** Required action **
Produce again, without any change, the lines running from the one with "Practice step: find the reddish" through the final line of the data below, and only those.

** Data records **
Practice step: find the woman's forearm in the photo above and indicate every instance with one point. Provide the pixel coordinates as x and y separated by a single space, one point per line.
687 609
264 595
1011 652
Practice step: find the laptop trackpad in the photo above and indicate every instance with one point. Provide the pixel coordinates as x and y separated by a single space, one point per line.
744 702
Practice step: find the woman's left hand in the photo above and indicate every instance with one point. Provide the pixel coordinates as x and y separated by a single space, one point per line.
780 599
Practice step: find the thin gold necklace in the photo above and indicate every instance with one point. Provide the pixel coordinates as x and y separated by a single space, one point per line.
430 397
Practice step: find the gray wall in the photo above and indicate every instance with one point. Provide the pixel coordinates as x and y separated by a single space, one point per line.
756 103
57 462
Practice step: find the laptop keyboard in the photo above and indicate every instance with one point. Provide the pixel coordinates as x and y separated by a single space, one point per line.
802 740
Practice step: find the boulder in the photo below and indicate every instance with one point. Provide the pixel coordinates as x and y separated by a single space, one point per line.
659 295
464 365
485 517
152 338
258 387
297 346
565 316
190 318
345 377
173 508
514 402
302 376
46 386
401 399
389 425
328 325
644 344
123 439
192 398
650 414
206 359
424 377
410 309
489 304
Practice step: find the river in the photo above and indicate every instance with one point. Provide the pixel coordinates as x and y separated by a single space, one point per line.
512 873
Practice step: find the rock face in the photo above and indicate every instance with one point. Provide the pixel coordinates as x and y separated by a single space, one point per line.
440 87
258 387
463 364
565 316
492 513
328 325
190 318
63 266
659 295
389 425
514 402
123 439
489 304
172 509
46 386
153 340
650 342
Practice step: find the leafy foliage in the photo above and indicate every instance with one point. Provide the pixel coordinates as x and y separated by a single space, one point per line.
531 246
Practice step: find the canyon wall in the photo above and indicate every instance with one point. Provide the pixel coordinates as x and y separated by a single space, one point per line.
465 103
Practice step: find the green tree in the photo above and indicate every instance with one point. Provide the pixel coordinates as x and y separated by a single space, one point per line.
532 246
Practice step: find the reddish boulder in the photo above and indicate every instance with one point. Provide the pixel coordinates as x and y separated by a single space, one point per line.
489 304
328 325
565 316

** Response to this exercise **
Practice step: find the reddish boulder in the photo above and indicate every instance with one point. Provide the pixel coordinates as x and y separated by a single space, one point per line.
489 304
328 325
565 316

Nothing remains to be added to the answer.